## ЗАДАНИЕ:
Когда состоялось выступление Ольги Седаковой в ОГИ, упомянутое в тексте об элегиях Е. Шварц и О. Седаковой?

Почему они милы или чем угодили?

— Потому что я есть, — она отвечает. —

Потому, что все мы были.

Думается, что в элегиях Е. Шварц и О. Седаковой — два совершенно разных, но равно плодотворных ответа на вопрос, каковы границы жанра элегии в новое постмодернистское время, как «вновь почувствовать себя дома», когда нельзя «выглянуть из окна», чтобы вновь обрести опору для глаза, и только ли центонность, двухмерное перечисление вещей, когда «„фотка“ или телепередача, когда отрывок из песни, несущейся из репродуктора — это такие же вещи, как лужи после дождя или роса на заре, как влюбленность или недоверие, как внутренняя решимость или уже найденное решение»[356]. Метафизичность и есть уход не только от двухмерного, но и трехмерного пространства вещей, из сущего — к бытию. Это постоянный поиск, отказ от уже найденных решений, в том числе и чисто поэтических, даже версификационных.

В отличие от многих, Ольга Седакова не занимается ни перечислением своих побед, ни странствий, но стремится «дойти до сути», порой отказываясь даже от прежних своих находок. Нынешняя ее поэзия смиренна и аскетична. Предваряя давнее уже выступление Ольги Седаковой в ОГИ 17 мая 2002 г., Ксения Голубович говорила о недоверии к высоким словам и абстрактным понятиям, о преодолении романтизма и символизма в современной русской поэзии подобно тому, как акмеисты в своё время преодолели символизм, вернув словам изначальный смысл. С точки зрения Голубович, нынешней поэзии необходимо отобразить сознание «современного никчемного человека», «нашу никчемность» якобы для того, чтобы опять привлечь внимание читателя.

[Сохранённые записи данных]
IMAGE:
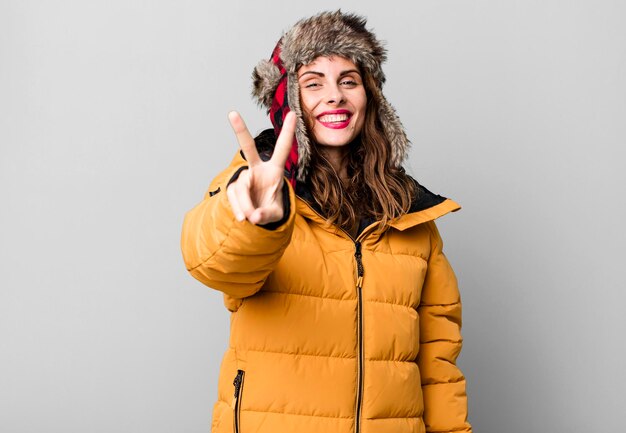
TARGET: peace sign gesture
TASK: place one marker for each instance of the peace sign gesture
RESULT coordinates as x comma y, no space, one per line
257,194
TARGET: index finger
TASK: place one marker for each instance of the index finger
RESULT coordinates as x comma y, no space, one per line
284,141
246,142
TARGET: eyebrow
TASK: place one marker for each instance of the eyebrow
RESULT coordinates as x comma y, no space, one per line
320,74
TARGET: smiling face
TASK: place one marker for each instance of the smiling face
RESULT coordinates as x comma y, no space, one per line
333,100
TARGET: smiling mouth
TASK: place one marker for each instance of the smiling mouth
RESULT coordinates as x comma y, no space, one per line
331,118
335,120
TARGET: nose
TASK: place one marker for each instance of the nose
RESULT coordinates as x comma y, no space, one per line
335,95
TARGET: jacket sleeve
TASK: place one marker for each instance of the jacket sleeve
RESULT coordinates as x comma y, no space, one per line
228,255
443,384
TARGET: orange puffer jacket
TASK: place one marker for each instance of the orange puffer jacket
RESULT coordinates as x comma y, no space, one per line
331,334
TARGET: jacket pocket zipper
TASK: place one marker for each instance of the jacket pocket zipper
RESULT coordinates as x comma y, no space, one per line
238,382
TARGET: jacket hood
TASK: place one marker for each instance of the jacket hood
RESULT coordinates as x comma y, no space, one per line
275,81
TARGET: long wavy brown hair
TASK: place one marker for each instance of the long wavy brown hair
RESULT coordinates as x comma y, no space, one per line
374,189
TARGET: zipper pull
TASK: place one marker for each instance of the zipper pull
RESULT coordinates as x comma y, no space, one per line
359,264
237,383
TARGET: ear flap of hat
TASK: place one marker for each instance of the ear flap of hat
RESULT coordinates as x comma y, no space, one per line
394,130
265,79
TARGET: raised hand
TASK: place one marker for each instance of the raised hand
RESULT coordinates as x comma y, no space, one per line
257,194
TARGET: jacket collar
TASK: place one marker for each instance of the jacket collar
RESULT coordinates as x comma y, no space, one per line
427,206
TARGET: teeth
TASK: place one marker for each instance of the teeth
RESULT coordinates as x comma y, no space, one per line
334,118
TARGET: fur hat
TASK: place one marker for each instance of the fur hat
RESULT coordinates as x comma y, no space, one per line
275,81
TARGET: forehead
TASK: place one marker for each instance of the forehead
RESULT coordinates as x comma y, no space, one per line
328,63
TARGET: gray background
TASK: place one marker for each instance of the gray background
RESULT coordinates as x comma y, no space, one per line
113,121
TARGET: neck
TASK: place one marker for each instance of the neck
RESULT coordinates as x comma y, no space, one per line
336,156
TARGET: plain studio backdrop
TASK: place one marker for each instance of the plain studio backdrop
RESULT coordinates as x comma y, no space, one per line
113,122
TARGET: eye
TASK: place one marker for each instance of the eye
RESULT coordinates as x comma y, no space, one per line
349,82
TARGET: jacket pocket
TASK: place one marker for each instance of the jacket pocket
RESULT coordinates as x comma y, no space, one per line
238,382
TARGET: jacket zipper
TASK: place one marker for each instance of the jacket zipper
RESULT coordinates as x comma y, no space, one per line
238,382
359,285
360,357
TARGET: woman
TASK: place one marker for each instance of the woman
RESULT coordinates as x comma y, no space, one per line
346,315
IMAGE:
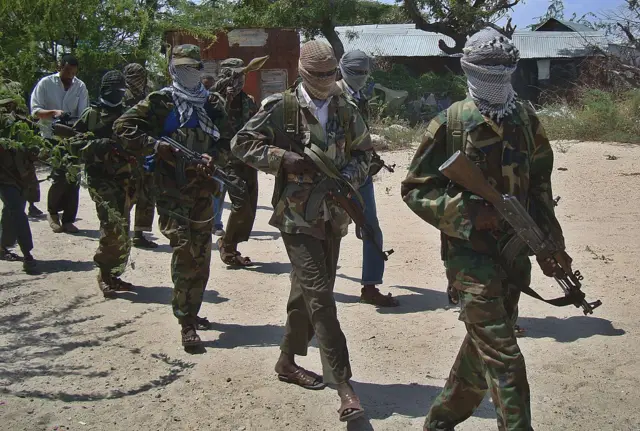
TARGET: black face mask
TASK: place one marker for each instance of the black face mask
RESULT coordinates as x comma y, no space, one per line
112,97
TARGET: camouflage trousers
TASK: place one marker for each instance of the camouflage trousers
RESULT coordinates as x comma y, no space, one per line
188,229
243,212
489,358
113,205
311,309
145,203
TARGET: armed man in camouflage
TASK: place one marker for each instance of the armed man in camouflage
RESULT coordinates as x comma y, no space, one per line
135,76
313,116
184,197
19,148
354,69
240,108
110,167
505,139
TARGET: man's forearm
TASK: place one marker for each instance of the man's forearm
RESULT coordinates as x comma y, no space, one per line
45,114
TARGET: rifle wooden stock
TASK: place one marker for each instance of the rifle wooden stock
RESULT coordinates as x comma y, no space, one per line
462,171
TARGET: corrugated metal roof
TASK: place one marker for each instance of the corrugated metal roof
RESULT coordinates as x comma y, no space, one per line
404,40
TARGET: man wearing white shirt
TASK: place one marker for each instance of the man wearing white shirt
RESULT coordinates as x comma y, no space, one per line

## ОБРАЗЕЦ РЕШЕНИЯ:
17 мая 2002 г.